The lines needed are those below that contain the word "dining"; copy each one.

Source data Start Marker

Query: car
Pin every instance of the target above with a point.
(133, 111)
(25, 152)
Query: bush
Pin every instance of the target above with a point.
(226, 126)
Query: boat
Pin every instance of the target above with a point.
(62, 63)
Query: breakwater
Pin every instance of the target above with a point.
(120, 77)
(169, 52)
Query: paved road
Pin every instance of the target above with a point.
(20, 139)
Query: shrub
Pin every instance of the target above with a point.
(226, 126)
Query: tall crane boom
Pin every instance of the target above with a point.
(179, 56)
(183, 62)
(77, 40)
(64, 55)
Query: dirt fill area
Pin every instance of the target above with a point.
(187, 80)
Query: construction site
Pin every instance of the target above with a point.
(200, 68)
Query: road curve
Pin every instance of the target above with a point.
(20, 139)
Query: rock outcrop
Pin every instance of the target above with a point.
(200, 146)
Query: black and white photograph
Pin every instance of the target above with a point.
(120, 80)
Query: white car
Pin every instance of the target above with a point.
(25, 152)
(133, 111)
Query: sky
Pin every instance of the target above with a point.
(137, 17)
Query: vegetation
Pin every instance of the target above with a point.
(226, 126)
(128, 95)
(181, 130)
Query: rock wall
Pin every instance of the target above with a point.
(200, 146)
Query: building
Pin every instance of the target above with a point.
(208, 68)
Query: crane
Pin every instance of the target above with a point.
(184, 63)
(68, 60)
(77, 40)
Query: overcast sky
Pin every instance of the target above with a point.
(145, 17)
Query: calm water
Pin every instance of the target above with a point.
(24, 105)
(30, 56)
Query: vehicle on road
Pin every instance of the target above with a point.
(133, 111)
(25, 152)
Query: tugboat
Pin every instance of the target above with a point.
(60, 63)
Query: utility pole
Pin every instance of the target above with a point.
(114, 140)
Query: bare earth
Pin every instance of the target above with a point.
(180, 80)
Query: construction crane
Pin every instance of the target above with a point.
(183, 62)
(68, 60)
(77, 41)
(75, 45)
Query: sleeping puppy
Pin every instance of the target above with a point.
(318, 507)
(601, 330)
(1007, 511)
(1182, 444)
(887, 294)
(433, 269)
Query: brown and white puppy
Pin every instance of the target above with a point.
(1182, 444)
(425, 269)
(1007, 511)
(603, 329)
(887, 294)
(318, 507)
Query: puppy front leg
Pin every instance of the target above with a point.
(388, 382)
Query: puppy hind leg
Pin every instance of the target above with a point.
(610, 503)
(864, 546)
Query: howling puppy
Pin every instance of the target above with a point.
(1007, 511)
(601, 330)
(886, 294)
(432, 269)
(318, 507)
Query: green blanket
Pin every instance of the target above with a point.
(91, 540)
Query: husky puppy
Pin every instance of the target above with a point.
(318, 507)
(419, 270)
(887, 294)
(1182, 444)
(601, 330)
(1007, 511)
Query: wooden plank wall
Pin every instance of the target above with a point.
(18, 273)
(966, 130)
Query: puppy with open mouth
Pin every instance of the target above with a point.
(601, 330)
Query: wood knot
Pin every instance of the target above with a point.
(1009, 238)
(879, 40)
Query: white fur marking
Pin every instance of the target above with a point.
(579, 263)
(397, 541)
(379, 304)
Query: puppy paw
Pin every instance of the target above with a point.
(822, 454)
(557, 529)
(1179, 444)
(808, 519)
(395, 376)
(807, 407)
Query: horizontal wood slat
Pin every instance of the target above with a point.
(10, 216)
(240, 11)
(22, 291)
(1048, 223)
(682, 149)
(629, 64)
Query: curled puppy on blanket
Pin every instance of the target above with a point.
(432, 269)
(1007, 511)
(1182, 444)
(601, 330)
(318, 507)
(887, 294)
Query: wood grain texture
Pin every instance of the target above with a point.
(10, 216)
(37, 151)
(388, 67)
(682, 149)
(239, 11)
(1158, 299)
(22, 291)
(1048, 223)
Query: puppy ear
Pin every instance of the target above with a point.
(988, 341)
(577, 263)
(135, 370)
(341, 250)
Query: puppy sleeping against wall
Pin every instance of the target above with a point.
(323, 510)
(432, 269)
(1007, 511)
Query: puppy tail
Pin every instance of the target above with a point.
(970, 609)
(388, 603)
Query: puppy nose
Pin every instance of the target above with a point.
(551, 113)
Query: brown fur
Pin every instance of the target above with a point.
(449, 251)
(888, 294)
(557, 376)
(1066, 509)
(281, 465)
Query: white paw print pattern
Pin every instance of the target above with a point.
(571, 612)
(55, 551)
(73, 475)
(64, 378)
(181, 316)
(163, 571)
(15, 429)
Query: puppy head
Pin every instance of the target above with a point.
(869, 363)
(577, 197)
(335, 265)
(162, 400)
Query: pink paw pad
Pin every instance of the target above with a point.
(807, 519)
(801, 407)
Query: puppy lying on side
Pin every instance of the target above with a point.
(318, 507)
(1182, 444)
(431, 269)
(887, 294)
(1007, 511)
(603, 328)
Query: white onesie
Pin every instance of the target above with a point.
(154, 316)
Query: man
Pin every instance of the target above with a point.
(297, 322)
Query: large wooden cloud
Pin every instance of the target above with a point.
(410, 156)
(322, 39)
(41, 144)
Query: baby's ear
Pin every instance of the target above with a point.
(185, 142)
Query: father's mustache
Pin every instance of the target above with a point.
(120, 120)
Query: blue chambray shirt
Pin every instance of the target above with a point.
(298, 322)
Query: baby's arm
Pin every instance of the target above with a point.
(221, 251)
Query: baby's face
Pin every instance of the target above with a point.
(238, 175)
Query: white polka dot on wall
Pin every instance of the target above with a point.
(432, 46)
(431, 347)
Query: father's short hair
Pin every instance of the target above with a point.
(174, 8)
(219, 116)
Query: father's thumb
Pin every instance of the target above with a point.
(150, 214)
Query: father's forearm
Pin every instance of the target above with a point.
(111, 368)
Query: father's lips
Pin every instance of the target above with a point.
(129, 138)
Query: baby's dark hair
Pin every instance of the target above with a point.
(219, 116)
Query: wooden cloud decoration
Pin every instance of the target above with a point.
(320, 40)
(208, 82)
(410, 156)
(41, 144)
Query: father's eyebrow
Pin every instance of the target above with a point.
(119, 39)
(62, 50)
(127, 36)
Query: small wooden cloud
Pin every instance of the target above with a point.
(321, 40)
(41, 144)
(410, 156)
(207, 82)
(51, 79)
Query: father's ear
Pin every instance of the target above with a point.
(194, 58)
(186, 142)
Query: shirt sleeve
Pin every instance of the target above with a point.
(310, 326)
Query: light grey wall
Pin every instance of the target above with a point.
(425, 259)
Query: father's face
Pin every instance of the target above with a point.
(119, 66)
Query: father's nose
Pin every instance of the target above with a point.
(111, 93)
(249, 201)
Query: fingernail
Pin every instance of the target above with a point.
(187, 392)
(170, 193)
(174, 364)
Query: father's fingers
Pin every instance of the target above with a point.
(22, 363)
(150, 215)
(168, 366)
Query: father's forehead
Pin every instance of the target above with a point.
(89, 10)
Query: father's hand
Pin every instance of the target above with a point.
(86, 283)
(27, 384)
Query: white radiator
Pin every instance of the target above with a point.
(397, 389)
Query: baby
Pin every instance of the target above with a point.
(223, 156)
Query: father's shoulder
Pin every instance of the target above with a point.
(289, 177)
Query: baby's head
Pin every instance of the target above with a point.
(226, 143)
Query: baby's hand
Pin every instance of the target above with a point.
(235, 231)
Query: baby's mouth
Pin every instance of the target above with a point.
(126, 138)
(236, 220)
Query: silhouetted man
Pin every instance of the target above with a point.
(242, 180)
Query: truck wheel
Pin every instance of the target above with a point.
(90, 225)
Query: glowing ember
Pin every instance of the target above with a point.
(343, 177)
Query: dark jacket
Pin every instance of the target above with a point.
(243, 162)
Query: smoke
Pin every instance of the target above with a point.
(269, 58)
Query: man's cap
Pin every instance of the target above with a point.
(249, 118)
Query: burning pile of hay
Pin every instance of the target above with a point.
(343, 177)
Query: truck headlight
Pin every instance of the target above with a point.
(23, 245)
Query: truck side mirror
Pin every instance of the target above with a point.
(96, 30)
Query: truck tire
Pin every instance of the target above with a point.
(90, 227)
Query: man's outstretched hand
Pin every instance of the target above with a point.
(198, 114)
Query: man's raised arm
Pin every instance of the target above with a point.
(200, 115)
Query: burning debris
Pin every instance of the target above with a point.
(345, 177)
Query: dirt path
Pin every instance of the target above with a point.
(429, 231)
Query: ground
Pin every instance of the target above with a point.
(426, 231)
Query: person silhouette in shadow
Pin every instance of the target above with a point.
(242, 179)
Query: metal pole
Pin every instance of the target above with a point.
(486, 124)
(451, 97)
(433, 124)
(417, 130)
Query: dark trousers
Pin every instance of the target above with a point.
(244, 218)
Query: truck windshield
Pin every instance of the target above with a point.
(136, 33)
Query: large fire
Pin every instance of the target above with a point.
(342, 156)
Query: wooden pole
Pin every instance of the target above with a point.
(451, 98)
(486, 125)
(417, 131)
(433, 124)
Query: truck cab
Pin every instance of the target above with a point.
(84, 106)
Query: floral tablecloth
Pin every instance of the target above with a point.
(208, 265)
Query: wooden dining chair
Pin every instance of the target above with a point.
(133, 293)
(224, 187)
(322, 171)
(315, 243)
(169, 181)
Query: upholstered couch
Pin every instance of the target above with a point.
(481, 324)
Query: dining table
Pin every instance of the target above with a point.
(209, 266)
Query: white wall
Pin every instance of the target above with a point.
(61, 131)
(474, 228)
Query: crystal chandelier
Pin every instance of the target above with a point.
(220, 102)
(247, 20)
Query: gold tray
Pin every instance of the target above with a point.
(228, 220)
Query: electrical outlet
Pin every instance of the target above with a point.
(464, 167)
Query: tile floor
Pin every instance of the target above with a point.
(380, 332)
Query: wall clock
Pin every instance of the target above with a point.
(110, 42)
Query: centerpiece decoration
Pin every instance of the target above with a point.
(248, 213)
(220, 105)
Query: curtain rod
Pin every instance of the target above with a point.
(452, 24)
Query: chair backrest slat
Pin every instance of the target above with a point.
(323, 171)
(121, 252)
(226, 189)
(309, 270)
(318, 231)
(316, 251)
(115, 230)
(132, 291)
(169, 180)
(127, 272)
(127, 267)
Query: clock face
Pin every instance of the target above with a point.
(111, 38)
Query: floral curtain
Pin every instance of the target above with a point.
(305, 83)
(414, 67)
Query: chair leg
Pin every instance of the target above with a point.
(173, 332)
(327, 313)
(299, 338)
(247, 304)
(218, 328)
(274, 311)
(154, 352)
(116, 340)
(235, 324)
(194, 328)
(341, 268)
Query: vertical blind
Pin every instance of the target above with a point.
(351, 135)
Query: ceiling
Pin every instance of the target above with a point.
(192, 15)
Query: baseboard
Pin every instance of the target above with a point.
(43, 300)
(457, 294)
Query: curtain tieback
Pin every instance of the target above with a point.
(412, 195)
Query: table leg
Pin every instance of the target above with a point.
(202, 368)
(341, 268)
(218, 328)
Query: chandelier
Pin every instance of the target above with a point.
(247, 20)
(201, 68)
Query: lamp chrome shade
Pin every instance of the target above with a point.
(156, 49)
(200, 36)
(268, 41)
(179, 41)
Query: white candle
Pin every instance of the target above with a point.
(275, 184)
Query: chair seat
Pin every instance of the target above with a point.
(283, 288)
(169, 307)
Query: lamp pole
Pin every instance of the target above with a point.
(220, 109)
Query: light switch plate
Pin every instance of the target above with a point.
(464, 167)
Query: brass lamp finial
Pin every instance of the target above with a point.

Source data End Marker

# Response for this exercise
Query: wooden dining chair
Query: dining table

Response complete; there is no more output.